§ TEXTO
○ ○ ○ ○
Liga dos Combatentes confrontada com exigências de pagamento por utilização de espaços

oi002197.jpg
O paiol é hoje a sede da Liga, e um exemplo de recuperação de um imóvel.

*Com Rui Marote (fotos)

Valores de monta estão a ser cobrados à Liga dos Combatentes, na Madeira, pela ocupação do espaço do antigo paiol, no Funchal, onde antigamente se guardavam explosivos. O FN apurou que tal situação, que vem criar dificuldades à Liga, decorre do designado “princípio da onerosidade”, estabelecido na legislação nacional a partir da Portaria 278/2012, de 14 de Setembro, a qual vem defender “uma lógica de racionalidade e eficiência económico-financeira, designadamente no que se refere à ocupação do espaço pelos serviços e organismos públicos e demais entidades a operar na esfera do Estado”. Nesse sentido, impõe a cobrança de determinados valores por metro quadrado, que, no caso da sede da Liga na Madeira, resultariam em mais de mil euros mensais.

oi002186.jpg

O Núcleo do Funchal da Liga dos Combatentes, presidido por Bernardino Laureano, tenente-coronel, situa-se no Beco do Paiol, 32 A, na freguesia de São Pedro. Trata-se de um espaço no qual a Liga investiu muito para recuperar, e que hoje se apresenta num estado exemplar de recuperação, incluindo um café, uma sala de refeições utilizada para jantares comemorativos e espaços que expõem diversas memórias dos conflitos bélicos em que Portugal e outros países estiveram envolvidos, com destaque para a 1ª Guerra Mundial e a guerra colonial. O paiol, diz quem sabe, estava cheio de lixo quando a Liga deixou as suas antigas instalações na Rua do Seminário e passou para lá: com o apoio de entidades autárquicas e outras, dali saíram dezenas de camiões inteiramente carregados de refugo. O paiol encontrava-se então num estado de degradação, a contrastar com o aspecto que hoje aparenta.
○ ○ ○ ○
§ DADOS FORNECIDOS
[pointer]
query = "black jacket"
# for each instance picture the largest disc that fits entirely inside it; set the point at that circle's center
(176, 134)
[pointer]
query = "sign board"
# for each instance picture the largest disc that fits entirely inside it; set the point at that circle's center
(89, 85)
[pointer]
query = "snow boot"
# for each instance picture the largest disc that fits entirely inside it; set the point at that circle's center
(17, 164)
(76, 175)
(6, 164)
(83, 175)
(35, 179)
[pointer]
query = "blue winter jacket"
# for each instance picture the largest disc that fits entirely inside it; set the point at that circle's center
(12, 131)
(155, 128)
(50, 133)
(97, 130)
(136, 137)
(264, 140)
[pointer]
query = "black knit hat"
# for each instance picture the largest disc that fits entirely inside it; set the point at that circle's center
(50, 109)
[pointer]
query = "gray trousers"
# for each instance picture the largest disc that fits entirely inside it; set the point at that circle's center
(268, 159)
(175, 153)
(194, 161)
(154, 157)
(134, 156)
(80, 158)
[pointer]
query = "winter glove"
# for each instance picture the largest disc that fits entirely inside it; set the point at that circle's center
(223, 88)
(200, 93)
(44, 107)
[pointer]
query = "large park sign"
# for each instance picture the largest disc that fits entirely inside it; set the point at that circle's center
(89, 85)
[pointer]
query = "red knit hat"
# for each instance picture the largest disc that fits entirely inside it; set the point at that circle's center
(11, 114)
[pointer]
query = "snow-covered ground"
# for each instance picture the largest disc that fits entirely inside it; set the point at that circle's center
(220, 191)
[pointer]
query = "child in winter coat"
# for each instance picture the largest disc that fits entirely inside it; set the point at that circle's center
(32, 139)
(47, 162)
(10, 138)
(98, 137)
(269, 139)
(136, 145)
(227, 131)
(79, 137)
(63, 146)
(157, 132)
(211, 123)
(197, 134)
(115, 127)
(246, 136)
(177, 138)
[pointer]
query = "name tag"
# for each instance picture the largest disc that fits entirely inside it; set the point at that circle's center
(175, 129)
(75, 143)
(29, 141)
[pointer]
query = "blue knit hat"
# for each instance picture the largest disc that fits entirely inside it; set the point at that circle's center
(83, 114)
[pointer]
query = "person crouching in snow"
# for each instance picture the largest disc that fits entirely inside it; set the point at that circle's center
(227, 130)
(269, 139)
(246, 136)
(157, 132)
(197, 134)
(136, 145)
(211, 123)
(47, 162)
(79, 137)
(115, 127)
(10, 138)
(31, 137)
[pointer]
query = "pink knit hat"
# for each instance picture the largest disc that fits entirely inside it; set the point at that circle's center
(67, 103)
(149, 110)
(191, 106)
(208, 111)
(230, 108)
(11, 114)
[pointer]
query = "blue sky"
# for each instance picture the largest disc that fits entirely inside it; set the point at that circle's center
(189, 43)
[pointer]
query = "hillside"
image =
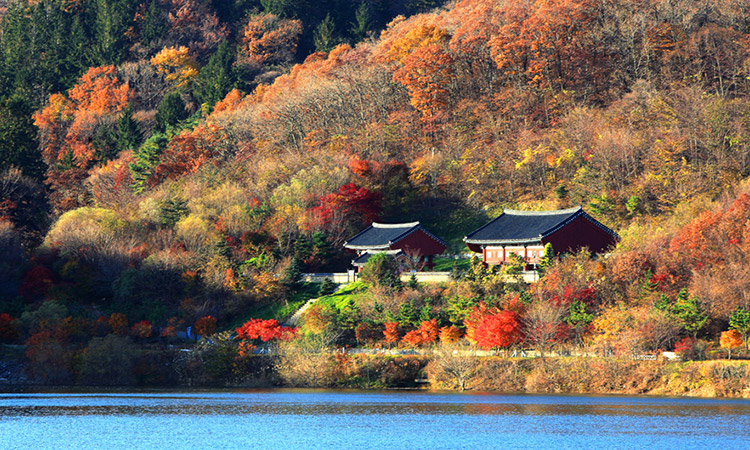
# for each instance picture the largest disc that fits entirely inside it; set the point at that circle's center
(172, 161)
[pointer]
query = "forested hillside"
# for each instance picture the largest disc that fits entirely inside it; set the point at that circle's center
(170, 161)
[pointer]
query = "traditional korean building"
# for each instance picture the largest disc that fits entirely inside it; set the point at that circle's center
(400, 240)
(525, 233)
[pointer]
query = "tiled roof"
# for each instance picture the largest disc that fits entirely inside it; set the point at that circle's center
(382, 235)
(362, 259)
(513, 227)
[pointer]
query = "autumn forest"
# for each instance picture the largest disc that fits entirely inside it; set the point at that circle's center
(175, 164)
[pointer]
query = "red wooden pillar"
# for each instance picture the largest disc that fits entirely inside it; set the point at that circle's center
(525, 257)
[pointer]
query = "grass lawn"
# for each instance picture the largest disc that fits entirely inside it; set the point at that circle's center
(341, 298)
(446, 264)
(279, 311)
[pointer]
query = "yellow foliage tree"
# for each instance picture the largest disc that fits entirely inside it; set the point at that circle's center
(422, 35)
(176, 64)
(730, 339)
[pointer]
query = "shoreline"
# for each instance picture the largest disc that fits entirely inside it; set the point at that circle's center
(712, 379)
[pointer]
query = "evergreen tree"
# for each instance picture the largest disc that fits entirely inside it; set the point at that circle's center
(548, 257)
(325, 38)
(171, 111)
(408, 315)
(217, 77)
(18, 138)
(128, 134)
(362, 24)
(322, 247)
(425, 313)
(146, 158)
(740, 321)
(327, 287)
(111, 20)
(154, 24)
(171, 211)
(293, 274)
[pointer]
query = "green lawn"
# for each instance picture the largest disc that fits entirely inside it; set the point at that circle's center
(341, 298)
(279, 311)
(446, 264)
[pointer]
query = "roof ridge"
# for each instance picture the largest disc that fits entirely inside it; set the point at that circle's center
(394, 225)
(515, 212)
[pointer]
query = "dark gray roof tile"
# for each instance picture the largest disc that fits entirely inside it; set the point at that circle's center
(522, 226)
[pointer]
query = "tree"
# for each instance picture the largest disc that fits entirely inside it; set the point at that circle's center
(391, 333)
(426, 334)
(265, 330)
(17, 138)
(154, 23)
(142, 329)
(171, 111)
(542, 324)
(427, 74)
(109, 361)
(325, 38)
(548, 257)
(111, 22)
(453, 364)
(128, 134)
(730, 339)
(690, 312)
(206, 326)
(268, 39)
(177, 66)
(496, 330)
(740, 321)
(579, 320)
(362, 24)
(216, 78)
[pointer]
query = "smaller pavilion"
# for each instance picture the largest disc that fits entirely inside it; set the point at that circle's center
(399, 240)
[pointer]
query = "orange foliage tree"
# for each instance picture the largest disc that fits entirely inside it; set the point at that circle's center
(67, 125)
(427, 74)
(206, 326)
(491, 329)
(390, 333)
(426, 334)
(269, 39)
(142, 329)
(450, 334)
(265, 330)
(730, 339)
(189, 150)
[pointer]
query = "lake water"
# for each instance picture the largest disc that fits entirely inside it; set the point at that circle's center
(305, 419)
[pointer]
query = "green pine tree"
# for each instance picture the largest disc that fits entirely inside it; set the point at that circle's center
(146, 158)
(154, 24)
(171, 111)
(362, 24)
(325, 38)
(217, 77)
(128, 134)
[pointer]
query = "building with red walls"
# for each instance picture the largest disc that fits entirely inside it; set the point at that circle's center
(525, 233)
(407, 240)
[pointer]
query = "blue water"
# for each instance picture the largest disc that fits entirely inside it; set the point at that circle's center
(300, 419)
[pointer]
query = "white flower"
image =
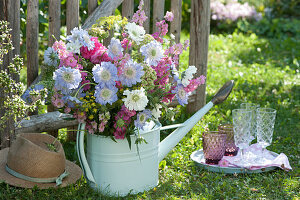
○ ○ ○ ○
§ TAREFA PEDIDA A
Indique os espaços que, segundo o texto, o antigo paiol recuperado inclui hoje.
§ TAREFA PEDIDA B
Devolva o trecho do texto que vai desde "oi002186.jpg" até "que hoje aparenta.".

§ RESPOSTA ESCRITA A
- um café
- uma sala de refeições utilizada para jantares comemorativos
- espaços que expõem diversas memórias dos conflitos bélicos em que Portugal e outros países estiveram envolvidos

§ RESPOSTA ESCRITA B
oi002186.jpg

O Núcleo do Funchal da Liga dos Combatentes, presidido por Bernardino Laureano, tenente-coronel, situa-se no Beco do Paiol, 32 A, na freguesia de São Pedro. Trata-se de um espaço no qual a Liga investiu muito para recuperar, e que hoje se apresenta num estado exemplar de recuperação, incluindo um café, uma sala de refeições utilizada para jantares comemorativos e espaços que expõem diversas memórias dos conflitos bélicos em que Portugal e outros países estiveram envolvidos, com destaque para a 1ª Guerra Mundial e a guerra colonial. O paiol, diz quem sabe, estava cheio de lixo quando a Liga deixou as suas antigas instalações na Rua do Seminário e passou para lá: com o apoio de entidades autárquicas e outras, dali saíram dezenas de camiões inteiramente carregados de refugo. O paiol encontrava-se então num estado de degradação, a contrastar com o aspecto que hoje aparenta.